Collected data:
►

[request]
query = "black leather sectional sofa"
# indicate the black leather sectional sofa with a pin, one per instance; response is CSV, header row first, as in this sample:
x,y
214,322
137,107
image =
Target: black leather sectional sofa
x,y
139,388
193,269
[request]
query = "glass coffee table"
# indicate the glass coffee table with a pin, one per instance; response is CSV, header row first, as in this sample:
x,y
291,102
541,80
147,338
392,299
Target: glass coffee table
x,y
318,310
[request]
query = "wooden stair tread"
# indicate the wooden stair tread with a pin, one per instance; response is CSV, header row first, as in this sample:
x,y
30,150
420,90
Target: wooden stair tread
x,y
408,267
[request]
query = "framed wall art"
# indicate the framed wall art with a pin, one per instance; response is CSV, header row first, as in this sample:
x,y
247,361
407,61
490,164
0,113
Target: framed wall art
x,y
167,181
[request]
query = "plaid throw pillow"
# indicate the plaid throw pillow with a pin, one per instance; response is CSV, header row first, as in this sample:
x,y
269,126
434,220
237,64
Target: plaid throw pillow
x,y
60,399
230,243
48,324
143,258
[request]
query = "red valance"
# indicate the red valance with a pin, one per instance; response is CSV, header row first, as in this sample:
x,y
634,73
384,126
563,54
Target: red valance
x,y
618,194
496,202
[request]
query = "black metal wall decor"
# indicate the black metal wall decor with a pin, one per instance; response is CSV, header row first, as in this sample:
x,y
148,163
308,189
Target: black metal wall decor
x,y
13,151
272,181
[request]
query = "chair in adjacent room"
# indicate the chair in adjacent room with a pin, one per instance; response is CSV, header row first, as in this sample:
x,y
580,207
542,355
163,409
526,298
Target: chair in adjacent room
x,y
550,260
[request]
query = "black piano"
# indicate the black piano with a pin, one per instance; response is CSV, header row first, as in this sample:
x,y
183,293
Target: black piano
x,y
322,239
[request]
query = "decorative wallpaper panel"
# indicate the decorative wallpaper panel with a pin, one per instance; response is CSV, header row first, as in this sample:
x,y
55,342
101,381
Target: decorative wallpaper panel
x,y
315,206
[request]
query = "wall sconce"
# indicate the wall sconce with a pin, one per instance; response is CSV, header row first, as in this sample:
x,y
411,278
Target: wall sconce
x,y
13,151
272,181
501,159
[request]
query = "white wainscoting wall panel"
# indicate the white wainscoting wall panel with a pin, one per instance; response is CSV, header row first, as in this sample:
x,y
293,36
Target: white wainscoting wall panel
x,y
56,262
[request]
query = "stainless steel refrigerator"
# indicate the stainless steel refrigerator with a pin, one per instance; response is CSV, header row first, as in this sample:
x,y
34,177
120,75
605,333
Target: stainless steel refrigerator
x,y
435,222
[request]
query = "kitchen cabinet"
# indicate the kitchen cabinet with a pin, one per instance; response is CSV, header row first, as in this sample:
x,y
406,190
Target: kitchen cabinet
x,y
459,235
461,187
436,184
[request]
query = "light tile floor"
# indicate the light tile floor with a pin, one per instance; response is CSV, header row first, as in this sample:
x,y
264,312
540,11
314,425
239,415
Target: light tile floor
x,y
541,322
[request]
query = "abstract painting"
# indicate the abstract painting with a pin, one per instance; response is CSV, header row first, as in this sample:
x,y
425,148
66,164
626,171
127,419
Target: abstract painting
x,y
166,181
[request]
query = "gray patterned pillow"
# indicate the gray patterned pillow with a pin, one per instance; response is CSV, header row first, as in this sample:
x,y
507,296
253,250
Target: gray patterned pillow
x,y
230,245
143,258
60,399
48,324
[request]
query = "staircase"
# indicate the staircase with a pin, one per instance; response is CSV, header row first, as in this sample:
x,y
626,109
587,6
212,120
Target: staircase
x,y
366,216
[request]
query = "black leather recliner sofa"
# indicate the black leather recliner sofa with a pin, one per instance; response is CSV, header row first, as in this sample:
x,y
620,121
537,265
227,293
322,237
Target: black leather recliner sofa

◄

§ Problem details: If the string "recliner" is in a line of the entries, pick that line out.

§ Exercise solution:
query = "black leather recliner sofa"
# indicate the black leather recliner sofa with a pin, one per instance; response is CSV, header row first, as in this sample:
Target: black leather recliner sofa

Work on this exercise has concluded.